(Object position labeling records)
+ + +

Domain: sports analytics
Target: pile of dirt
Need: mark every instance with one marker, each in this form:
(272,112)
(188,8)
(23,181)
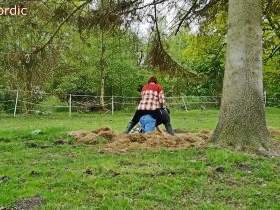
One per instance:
(128,142)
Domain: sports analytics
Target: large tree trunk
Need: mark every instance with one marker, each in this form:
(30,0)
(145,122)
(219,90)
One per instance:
(242,117)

+ + +

Written request —
Give all the records again with "sports analytics" replaced by "sports research" and nothing else changed. Leave the pictures out.

Solution below —
Domain: sports research
Target: pile of dirt
Need: mark every instance with one marker, each in this form:
(272,112)
(188,8)
(23,181)
One per instance:
(128,142)
Domain: sports research
Target: large tree trunk
Need: mark every instance with one marker, each in this form:
(30,0)
(145,122)
(219,90)
One per instance:
(242,117)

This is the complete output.